So, I’ve had this *thing* for watching people do their *thing* for just about as long as I’ve been able to have *things.* Not sexual things, just regular day-to-day doings. But not everyone who does their thing has it factor, as it were. Someone like Bob Ross for example: Solid IT factor. Whenever I catch a glimpse of someone like Bob doing his thing, it triggers something strange in me…a unique kind of low-order euphoria. That is to say, I get all tingly n shit.
Maybe you’ve felt something like this, too. And maybe you felt like I did — a weirdo who who didn’t need any help feeling anymore weird than you already do at your plainest, most vanilla default setting, and so you remained cautiously reticent about this nameless quirk whilst in the company of those…other people.
If so, then relax my fellow pariah, for you are quite normal. Indeed, there is even a jazzy name for this sensation: Autonomous Sensory Meridian Response, or ASMR. Check it out.
Now, I suspect that a lot of people/losers who’ve never experienced this unique phenomenon for themselves might read the piece above and come away conflating the merely mechanical with the methodical, or the boring with the quiet. The two are not the same! For instance, I cannot (and do not) watch someone Facebooking on their laptop in an airport gate and feel so much as a flutter of deflection on the ASMR meters; but if I were watching someone carefully and lovingly repairing that same laptop in their shop; someone who didn’t seem like they were in a big ass’d hurry, and who took real and perceptible joy in doing a good job — THAT’S the stuff of a good braingasm!

| Challenges |
1. List every word the essay on ASMR writes entirely in capital letters, in the order they appear.
2. Carry on the essay on ASMR, starting after its final sentence.
The lines placed after the ASMR essay can be left aside, since nothing here relies on them.

| Supplied material |

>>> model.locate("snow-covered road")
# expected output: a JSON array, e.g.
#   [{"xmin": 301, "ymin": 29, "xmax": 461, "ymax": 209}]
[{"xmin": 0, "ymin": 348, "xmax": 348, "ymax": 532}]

| Task-by-task answers |
1. IT, ASMR, THAT'S

2.
I was living in this apartment a few years back, staffed with a small maintenance crew who’d periodically come through and sweep out the stairwells and porch fronts. There was one elderly staffer in particular; whenever I was at home and I’d hear her coming around, I’d deftly sneak over to the peephole and spy her as she swept. Even after she’d disappear up to the second landing of the stairwell, I’d keep watching her shadow. Yeah, Creep City, I know — and if she’d ever discovered me — if the door had somehow turned transparent in that instant, I am certain she would have scrambled for the hills, freshly scarred for the rest of her life. Even knowing this, I still couldn’t help myself. I was (admittedly, bizarrely) captivated by this woman’s approach to dust/detritus relief. Despite it being one of the most mindless, menial chores known to man, she was thoroughly concentrated on doing the job right. Watching her in action in that sunlit stairwell easily set off my ASMR — a weird and lovely mixture of both quiet fascination and tranquility which poured over me in syrupy, tingly waves. It’s rare that anything effects what is actually one of my favorite sensations, and one which is impossible to replicate, but this sweeper-upper always did, and so whenever I’d hear the scritch of her bristles — even if I was fresh from a shower with a toothbrush champed between my teeth — I’d discreetly haul my soggy ass from the bathroom over to the door and silently ogle. I didn’t even holler when I caught her snooping around my storage closet – there’s nothing good to steal in there! Goddammit, go back to sweeping! You’re amazing at it!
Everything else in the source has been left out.